• [ASSIGNMENT]: Nothing in the records may be dropped or altered when you repeat them.

• [RECORDS SHOWN]:
%%
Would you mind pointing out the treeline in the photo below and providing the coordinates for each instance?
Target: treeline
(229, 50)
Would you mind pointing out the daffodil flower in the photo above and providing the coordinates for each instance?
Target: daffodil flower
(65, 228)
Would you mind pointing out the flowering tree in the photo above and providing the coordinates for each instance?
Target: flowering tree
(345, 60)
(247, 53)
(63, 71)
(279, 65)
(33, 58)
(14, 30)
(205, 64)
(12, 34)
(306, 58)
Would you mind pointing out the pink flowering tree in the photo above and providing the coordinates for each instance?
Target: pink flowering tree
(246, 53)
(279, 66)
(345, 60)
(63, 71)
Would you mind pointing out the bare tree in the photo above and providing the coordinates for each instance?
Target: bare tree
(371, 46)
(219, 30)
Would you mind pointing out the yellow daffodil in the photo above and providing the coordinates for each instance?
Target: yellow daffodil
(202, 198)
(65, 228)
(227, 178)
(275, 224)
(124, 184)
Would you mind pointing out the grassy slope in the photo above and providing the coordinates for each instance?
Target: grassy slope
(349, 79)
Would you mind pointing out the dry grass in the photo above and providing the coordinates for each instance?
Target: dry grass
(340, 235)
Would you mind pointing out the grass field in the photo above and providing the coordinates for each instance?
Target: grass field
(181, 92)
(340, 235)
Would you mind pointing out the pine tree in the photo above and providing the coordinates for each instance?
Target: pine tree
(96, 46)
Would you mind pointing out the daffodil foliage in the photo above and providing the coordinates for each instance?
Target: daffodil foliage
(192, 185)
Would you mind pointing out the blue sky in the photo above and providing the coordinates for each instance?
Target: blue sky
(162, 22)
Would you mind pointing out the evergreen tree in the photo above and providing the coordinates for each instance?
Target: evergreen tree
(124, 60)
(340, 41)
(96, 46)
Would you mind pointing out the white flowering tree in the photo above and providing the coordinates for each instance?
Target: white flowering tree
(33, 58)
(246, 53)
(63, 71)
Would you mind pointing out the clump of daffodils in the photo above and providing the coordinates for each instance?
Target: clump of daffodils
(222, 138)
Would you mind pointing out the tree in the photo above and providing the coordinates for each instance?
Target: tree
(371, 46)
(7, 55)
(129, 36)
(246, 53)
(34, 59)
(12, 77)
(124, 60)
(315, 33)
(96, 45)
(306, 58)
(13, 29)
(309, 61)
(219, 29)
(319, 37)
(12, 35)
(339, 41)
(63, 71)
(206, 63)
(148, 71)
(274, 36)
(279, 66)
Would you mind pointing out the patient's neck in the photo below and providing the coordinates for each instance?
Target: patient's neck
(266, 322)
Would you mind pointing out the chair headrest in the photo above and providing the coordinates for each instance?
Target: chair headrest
%%
• [SOLUTION TO THIS TASK]:
Would you mind pointing out the treeline in the photo below and providing the coordinates for each instance?
Target: treeline
(229, 50)
Would you mind pointing out the daffodil flower in the photo above and providing the coordinates for each instance?
Target: daffodil flower
(65, 228)
Would you mind pointing out the flowering tree in the photo above and providing the coordinates for each instance?
Target: flowering tree
(345, 60)
(247, 53)
(63, 71)
(279, 65)
(33, 58)
(14, 30)
(205, 64)
(12, 34)
(306, 58)
Would you mind pointing out the pink flowering tree in the photo above and providing the coordinates for each instance?
Target: pink flowering tree
(246, 53)
(279, 66)
(345, 60)
(63, 71)
Would you mind pointing out the bare tree in the photo above and providing the coordinates for each instance?
Target: bare tree
(371, 46)
(219, 30)
Would you mind pointing out the yellow daffodil in the photo above and providing the coordinates for each instance?
Target: yellow daffodil
(202, 198)
(65, 228)
(227, 178)
(275, 224)
(124, 184)
Would you mind pointing out the grassy slope in the photo above and providing the coordinates for each instance?
Target: grassy slope
(349, 79)
Would you mind pointing out the dry grass in the photo above and providing the coordinates for each instance?
Target: dry grass
(340, 235)
Would you mind pointing out the grass field in the photo above and providing the coordinates for each instance?
Target: grass field
(181, 92)
(340, 235)
Would you mind pointing out the pine tree in the photo above and providing the coordinates for each instance?
Target: pine tree
(96, 46)
Would you mind pointing out the daffodil foliage in the photo above and providing the coordinates for each instance?
Target: daffodil foliage
(192, 185)
Would you mind pointing out the blue sky in the photo above and providing the coordinates for each instance?
Target: blue sky
(162, 22)
Would you mind pointing out the evergreen tree in the photo above and providing the coordinates for each instance?
Target: evergreen tree
(124, 60)
(340, 41)
(96, 46)
Would you mind pointing out the white flowering tree in the photo above and providing the coordinates for each instance?
Target: white flowering tree
(33, 58)
(246, 53)
(63, 71)
Would you mind pointing out the clump of daffodils in the photo above and providing the coordinates for each instance?
Target: clump of daffodils
(222, 138)
Would you mind pointing out the tree in the photo above and providing the coordinates for each instance?
Target: tree
(371, 46)
(7, 55)
(129, 36)
(246, 53)
(34, 59)
(12, 77)
(124, 60)
(315, 33)
(96, 45)
(306, 58)
(13, 29)
(309, 61)
(219, 29)
(319, 37)
(12, 35)
(339, 41)
(63, 71)
(206, 63)
(148, 71)
(274, 36)
(279, 66)
Would you mind pointing out the patient's neck in the photo below and providing the coordinates for each instance?
Target: patient's neck
(266, 322)
Would you mind pointing out the chair headrest in the photo above and providing the coordinates for each instance?
Target: chair headrest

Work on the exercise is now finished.